TO DO :: Copy out the material below word for word, leaving out the picture.
— Begin GIVEN ENTRIES —
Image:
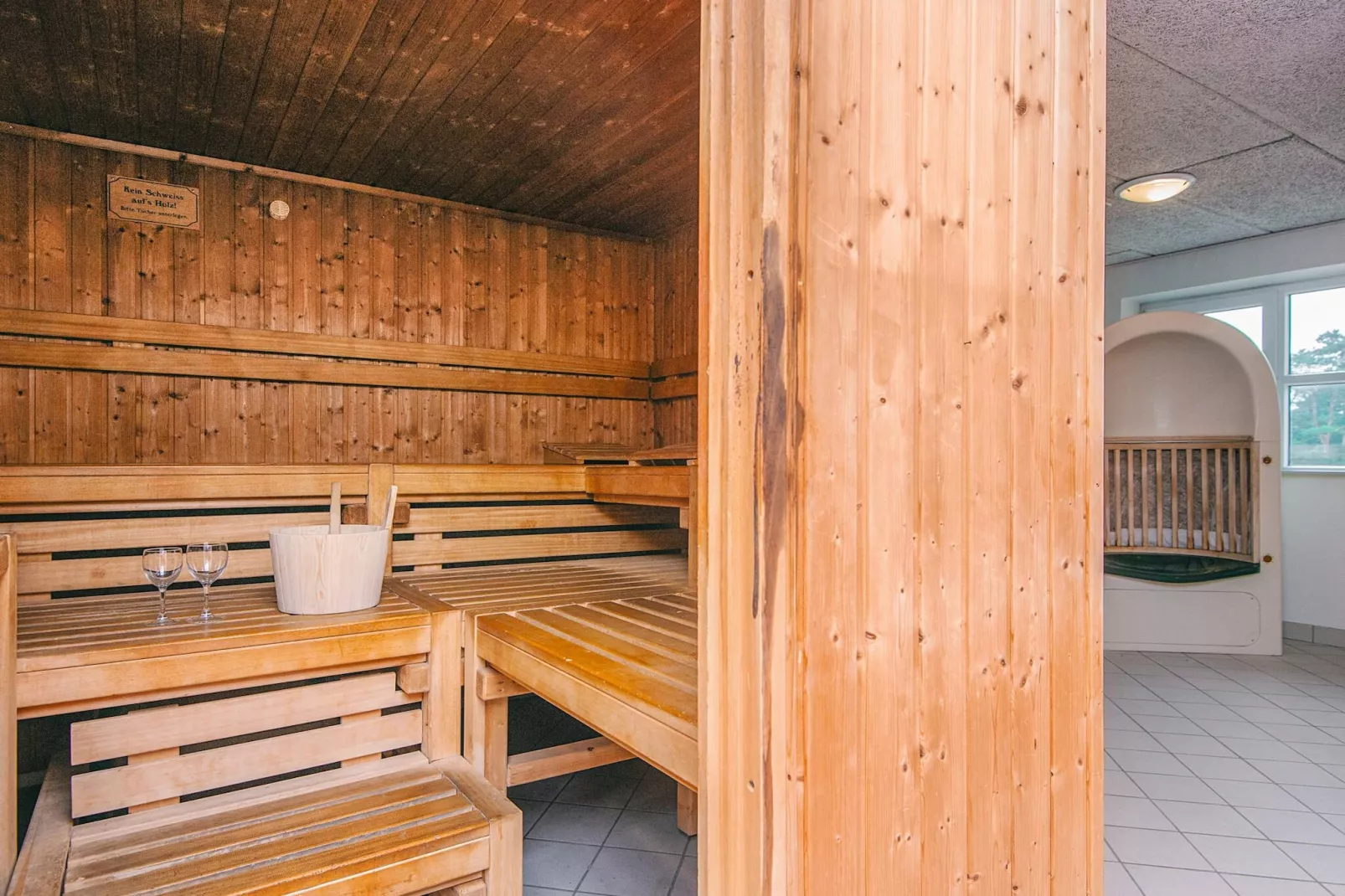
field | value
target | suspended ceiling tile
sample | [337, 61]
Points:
[1281, 58]
[1171, 226]
[1125, 255]
[1275, 188]
[1160, 120]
— End GIVEN ENTRIES —
ANSWER FOR THIS EXERCISE ::
Image:
field | value
target | suspended ceiling tile
sample | [337, 61]
Points:
[1281, 58]
[1171, 226]
[1125, 255]
[1275, 188]
[1160, 120]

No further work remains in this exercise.